OBJECTIVES:
**1)** In the letter to General Rosecrans, condense the paragraph that begins "Yours of the 22nd was received yesterday" into a short bulleted list that keeps its main facts.
**2)** From the letter to General Rosecrans, copy out exactly the part that opens with the words containing "Yours of the" and closes with "in the North.".

Monday, September 2, 2013

Abraham Lincoln to Major General William S. Rosecrans, August 31, 1863

Executive Mansion,
Washington, August 31, 1863.

My dear General Rosecrans


Yours of the 22nd was received yesterday. When I wrote you before, I did [not] intend, nor do I now, to engage in an argument with you on military questions. You had informed me you were impressed, through Gen. Halleck, that I was dissatisfied with you; and I could not bluntly deny that I was, without unjustly implicating him. I therefore concluded to tell you the plain truth, being satisfied the matter would thus appear much smaller than it would if seen by mere glimpses. I repeat that my appreciation of you has not abated. I can never forget, whilst I remember anything, that about the end of last year, and beginning of this, you gave us a hard earned victory which, had there been a defeat instead, the nation could scarcely have lived over. Neither can I forget the check you so opportunely gave to a dangerous sentiment which was spreading in the North.

MATERIAL:
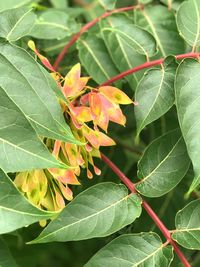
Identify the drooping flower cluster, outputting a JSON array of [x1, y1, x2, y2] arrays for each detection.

RESULTS BY TASK:
**1)**
- Rosecrans's letter of the 22nd arrived yesterday.
- Lincoln's earlier letter was not meant to start an argument over military questions, and he still does not intend one.
- Rosecrans had said he was given the impression, through General Halleck, that Lincoln was dissatisfied with him.
- Lincoln could not flatly deny this without unfairly implicating Halleck, so he chose to tell the plain truth, believing the matter would then look much smaller.
- His appreciation of Rosecrans has not lessened.
- He will never forget the hard-earned victory Rosecrans won around the end of last year and the beginning of this one. A defeat there could scarcely have been survived by the nation.
- He also remembers how Rosecrans checked a dangerous sentiment that was spreading in the North.

**2)**
Yours of the 22nd was received yesterday. When I wrote you before, I did [not] intend, nor do I now, to engage in an argument with you on military questions. You had informed me you were impressed, through Gen. Halleck, that I was dissatisfied with you; and I could not bluntly deny that I was, without unjustly implicating him. I therefore concluded to tell you the plain truth, being satisfied the matter would thus appear much smaller than it would if seen by mere glimpses. I repeat that my appreciation of you has not abated. I can never forget, whilst I remember anything, that about the end of last year, and beginning of this, you gave us a hard earned victory which, had there been a defeat instead, the nation could scarcely have lived over. Neither can I forget the check you so opportunely gave to a dangerous sentiment which was spreading in the North.